Stored entries

>>>

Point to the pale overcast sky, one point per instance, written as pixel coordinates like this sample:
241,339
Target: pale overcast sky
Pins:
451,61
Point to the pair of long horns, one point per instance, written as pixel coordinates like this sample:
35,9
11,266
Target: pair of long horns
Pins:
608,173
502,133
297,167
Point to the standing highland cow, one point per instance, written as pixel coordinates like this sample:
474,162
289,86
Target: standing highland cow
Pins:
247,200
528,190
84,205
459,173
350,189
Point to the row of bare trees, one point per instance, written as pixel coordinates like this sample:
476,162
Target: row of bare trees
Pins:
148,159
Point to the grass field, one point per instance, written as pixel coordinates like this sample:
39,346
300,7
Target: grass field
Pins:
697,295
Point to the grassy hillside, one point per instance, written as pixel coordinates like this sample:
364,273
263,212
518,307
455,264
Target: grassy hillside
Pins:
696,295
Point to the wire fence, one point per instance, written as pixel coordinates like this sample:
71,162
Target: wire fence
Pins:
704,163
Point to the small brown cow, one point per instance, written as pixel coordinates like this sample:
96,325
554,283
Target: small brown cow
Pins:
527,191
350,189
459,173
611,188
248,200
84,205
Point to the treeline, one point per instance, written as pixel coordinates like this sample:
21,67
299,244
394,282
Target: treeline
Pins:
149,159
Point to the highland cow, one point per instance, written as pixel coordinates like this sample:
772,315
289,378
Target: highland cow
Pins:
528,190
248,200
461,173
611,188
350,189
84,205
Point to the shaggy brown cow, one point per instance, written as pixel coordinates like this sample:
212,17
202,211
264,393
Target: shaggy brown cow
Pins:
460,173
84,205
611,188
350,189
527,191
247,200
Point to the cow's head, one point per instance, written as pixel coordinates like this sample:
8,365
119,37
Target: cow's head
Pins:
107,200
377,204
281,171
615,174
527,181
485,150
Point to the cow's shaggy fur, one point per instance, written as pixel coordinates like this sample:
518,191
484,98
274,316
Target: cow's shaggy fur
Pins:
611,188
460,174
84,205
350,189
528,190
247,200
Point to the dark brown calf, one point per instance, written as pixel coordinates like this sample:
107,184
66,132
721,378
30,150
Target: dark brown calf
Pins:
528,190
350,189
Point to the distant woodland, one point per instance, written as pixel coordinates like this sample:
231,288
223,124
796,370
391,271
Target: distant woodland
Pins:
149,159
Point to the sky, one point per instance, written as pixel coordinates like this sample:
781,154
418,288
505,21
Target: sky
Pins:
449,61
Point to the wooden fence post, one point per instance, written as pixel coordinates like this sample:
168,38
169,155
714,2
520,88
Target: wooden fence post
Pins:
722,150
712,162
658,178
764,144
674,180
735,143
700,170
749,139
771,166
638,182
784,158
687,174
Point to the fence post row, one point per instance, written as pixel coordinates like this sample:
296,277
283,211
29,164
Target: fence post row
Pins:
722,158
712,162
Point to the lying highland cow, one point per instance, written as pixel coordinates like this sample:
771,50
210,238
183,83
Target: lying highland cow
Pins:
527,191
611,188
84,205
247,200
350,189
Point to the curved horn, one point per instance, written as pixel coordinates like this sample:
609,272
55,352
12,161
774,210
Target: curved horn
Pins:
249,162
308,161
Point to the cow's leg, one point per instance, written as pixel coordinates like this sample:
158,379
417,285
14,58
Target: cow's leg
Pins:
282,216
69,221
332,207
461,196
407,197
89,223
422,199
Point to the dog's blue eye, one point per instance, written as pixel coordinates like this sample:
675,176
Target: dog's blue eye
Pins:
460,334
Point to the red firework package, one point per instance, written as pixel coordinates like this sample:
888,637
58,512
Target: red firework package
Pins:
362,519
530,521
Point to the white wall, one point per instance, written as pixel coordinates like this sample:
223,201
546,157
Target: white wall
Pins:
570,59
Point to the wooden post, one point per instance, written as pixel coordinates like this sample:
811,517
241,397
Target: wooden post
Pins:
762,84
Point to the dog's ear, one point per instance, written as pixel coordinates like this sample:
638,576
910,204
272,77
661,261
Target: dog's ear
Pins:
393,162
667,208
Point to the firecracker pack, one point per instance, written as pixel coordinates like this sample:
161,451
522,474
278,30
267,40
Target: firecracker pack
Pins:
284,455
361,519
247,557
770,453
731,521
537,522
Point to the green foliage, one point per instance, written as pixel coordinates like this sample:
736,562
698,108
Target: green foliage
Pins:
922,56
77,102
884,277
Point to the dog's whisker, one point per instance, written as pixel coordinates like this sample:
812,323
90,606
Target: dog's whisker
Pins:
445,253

<<<

Every record should be repeated exactly; please leave none out.

Point to the pale overcast sky, one point per instance, written as pixel coordinates like this sample:
241,339
Target: pale overcast sky
Pins:
451,61
Point to the pair of long horns, one point per instance, written as pixel coordinates like this sample:
35,9
11,266
Target: pair of long horns
Pins:
608,173
502,133
297,167
Point to the standing highland cow, one point per instance, written as pixel coordinates like this sample:
474,162
289,86
Target: standing highland cow
Pins:
247,200
528,190
84,205
459,173
350,189
Point to the row of bare trees, one point per instance, written as pixel coordinates like this sample:
476,162
Target: row of bare trees
Pins:
148,159
Point to the grass field, one point per instance, written as pixel coordinates like this sample:
39,346
300,7
Target: grass field
Pins:
697,295
Point to the grassy hillside, one point per instance, written as pixel coordinates like this sample:
364,273
263,212
518,307
455,264
Target: grassy hillside
Pins:
696,295
Point to the wire fence, one point per instance, written as pixel coordinates like this sample:
71,162
Target: wire fence
Pins:
704,163
Point to the small brown cow, one point per instance, written as pixel coordinates like this sample:
96,325
554,283
Target: small brown cow
Pins:
527,191
350,189
459,173
611,188
248,200
84,205
Point to the treeline, one point per instance, written as pixel coordinates like this sample:
21,67
299,244
394,282
Target: treeline
Pins:
149,159
Point to the highland cow, one point per instance, written as pixel coordinates like this sample:
772,315
289,378
Target: highland cow
Pins:
528,190
248,200
461,173
611,188
350,189
84,205
Point to the shaggy brown cow, one point per instance, written as pixel coordinates like this sample:
212,17
202,211
264,393
Target: shaggy brown cow
Pins:
460,173
84,205
611,188
350,189
527,191
247,200
Point to the cow's head, one point per instance, written as pixel coordinates like this sample:
8,365
119,37
Target: cow's head
Pins:
107,200
377,204
281,171
615,174
527,181
485,150
Point to the cow's shaggy fur, one point per instance, written as pixel coordinates like this sample:
518,191
484,98
274,316
Target: cow's shaggy fur
Pins:
611,188
460,174
84,205
350,189
528,190
247,200
Point to the dark brown calf, one point per instance, written as pixel coordinates like this sample:
107,184
66,132
721,378
30,150
Target: dark brown calf
Pins:
528,190
350,189
Point to the distant woodland, one point per instance, written as pixel coordinates like this sample:
231,288
223,124
796,370
391,271
Target: distant woodland
Pins:
149,159
Point to the sky, one point per instance, written as pixel coordinates like this sample:
781,154
418,288
505,21
Target: sky
Pins:
449,61
Point to the wooden fence post, one point per instance, written as pixel coordinates like this sample:
168,38
169,155
714,2
520,88
Target: wooden fence post
Pins:
722,150
712,162
658,178
764,144
674,180
735,143
700,170
749,139
771,166
638,182
784,158
687,174
Point to the fence post row, one point per instance, written as pixel coordinates like this sample:
296,277
283,211
29,164
Target: fence post row
Pins:
722,158
712,162
Point to the lying highland cow, one point per instance, written as pixel coordinates like this sample:
771,50
210,238
183,83
Target: lying highland cow
Pins:
527,191
611,188
84,205
247,200
350,189
Point to the curved horn, one point per instance, written as pixel coordinates like this sample:
609,272
55,352
12,161
774,210
Target: curved horn
Pins:
249,162
308,161
Point to the cow's leg, one point per instance, written as pixel coordinates like this sample:
158,379
417,285
14,58
Target: cow's leg
Pins:
282,216
69,221
332,207
461,196
407,197
89,223
422,199
Point to the dog's blue eye, one point per instance, written as pixel coordinates like this sample:
675,176
Target: dog's blue eye
Pins:
460,334
Point to the red firework package, one point per instance, written as pixel coordinates like this sample:
888,637
58,512
Target: red firework package
Pins:
362,519
530,521
Point to the white wall, one point per instance, written as pixel coordinates like this sample:
223,201
546,157
Target: white wall
Pins:
570,59
Point to the wooden post, one point per instance, written as pixel coordinates like this sample:
811,517
241,397
Target: wooden post
Pins:
762,84
Point to the dog's ear, one point per instance, written as pixel coordinates like this sample:
638,576
910,204
272,77
661,261
Target: dog's ear
Pins:
393,162
667,208
Point to the firecracker pack, one point per instance, written as pixel coordinates like this sample:
161,451
522,474
278,30
267,40
Target: firecracker pack
Pins:
284,455
361,519
247,557
770,453
731,521
537,522
Point to the green foliage, one point per instance, written as pixel coordinates like this sample:
736,562
698,108
Target: green foliage
Pins:
922,56
77,102
884,277
Point to the dog's whisker, one point per instance, written as pixel coordinates like this sample:
812,323
90,606
Target: dog's whisker
Pins:
445,253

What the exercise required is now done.